### Stated goal 1
According to the memory poison detector proposal below, why is it a drawback that reactive memory poison recovery requires software to be specifically designed to recover from memory errors? Answer in one to three sentences.

### Selected excerpt
+===+

[RFC] Expose a memory poison detector ioctl to user space.

Jue Wang <juew@xxxxxxxxxx> · Mon, 25 Apr 2022 09:34:51 -0700

The ever increasing server size and cost in DRAM has brought the memory
subsystem reliability to the forefront of large fleet owners’ concern.
Memory-error-caused server and workload crashes are ranked #1 among all
hardware failures by a large margin. Deploying extra reliable DRAM adds
significant cost at a fleet size, e.g, 10% extra cost on DRAM can amount
to hundreds of millions worth of dollars spending.

“Reactive” memory poison recovery [3], i.e., recover from MCEs raised
during an execution context (the kernel mechanisms are MCE handler +
CONFIG_MEMORY_FAILURE + SIGBUS to the user space process), has been found
effective in keeping systems resilient from memory errors. However, it has
several major drawbacks:

1. It requires software systems that access poisoned memory to be
specifically designed and implemented to recover from memory errors:
    . Uncorrectable errors are random, which may happen outside of the
      enlightened address spaces or execution contexts.
    . The added error recovery capability comes at a cost of added
      complexity and often not possible to enlighten in 3rd party software.
2. In a virtualized environment, the injected MCEs introduce the same
challenge to the guest.

+===+

### Stated goal 2
How many lines in the listing below contain the word "outline", counting only matches in the same case?

### Records shown
+===+

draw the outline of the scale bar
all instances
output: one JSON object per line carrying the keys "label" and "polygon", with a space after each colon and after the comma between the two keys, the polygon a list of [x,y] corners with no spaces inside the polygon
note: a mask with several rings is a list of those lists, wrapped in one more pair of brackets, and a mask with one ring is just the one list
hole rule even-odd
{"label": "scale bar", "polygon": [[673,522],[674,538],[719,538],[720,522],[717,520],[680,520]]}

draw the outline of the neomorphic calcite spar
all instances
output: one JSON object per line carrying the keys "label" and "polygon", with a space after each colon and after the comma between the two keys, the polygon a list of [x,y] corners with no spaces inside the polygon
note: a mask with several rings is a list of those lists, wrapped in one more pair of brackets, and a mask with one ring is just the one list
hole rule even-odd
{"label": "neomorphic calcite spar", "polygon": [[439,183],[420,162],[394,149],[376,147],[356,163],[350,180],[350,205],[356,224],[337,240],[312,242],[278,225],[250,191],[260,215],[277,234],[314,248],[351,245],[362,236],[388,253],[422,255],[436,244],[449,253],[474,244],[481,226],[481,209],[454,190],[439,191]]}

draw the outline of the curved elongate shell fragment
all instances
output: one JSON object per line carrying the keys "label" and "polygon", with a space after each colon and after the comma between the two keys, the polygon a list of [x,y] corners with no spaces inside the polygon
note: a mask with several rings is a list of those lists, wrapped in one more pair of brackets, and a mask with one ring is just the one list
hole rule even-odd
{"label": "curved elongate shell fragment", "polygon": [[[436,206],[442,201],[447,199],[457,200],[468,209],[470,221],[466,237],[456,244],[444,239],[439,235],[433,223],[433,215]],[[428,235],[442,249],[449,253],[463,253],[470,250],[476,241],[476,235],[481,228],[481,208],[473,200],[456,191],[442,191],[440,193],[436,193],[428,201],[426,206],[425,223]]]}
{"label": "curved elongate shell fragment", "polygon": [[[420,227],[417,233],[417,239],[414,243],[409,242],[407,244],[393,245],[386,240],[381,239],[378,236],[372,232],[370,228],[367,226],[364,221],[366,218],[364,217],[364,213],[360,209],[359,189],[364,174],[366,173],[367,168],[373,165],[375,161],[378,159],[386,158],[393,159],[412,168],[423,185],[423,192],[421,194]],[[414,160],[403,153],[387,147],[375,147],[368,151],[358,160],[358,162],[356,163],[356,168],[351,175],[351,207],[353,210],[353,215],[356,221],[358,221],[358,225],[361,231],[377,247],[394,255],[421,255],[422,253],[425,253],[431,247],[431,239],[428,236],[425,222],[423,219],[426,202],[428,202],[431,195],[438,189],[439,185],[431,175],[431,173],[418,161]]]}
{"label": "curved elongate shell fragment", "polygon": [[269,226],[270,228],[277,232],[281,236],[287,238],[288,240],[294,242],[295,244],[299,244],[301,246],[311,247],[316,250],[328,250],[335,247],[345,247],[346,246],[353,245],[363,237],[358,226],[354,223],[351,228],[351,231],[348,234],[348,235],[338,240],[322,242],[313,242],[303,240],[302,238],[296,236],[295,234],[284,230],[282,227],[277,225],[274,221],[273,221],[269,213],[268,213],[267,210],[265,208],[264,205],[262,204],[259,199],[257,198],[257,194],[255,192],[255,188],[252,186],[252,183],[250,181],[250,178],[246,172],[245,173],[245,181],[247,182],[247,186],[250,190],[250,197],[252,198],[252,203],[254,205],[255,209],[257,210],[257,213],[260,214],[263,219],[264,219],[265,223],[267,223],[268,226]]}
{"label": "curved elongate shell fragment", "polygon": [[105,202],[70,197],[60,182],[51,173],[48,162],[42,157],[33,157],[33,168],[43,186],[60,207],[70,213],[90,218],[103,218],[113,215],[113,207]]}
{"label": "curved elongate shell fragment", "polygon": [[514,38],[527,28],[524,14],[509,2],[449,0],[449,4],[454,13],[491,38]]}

+===+

### Worked answer 1
Uncorrectable errors are random and may occur outside the enlightened address spaces or execution contexts. Adding error recovery capability also brings added complexity and often cannot be done in third-party software.

### Worked answer 2
3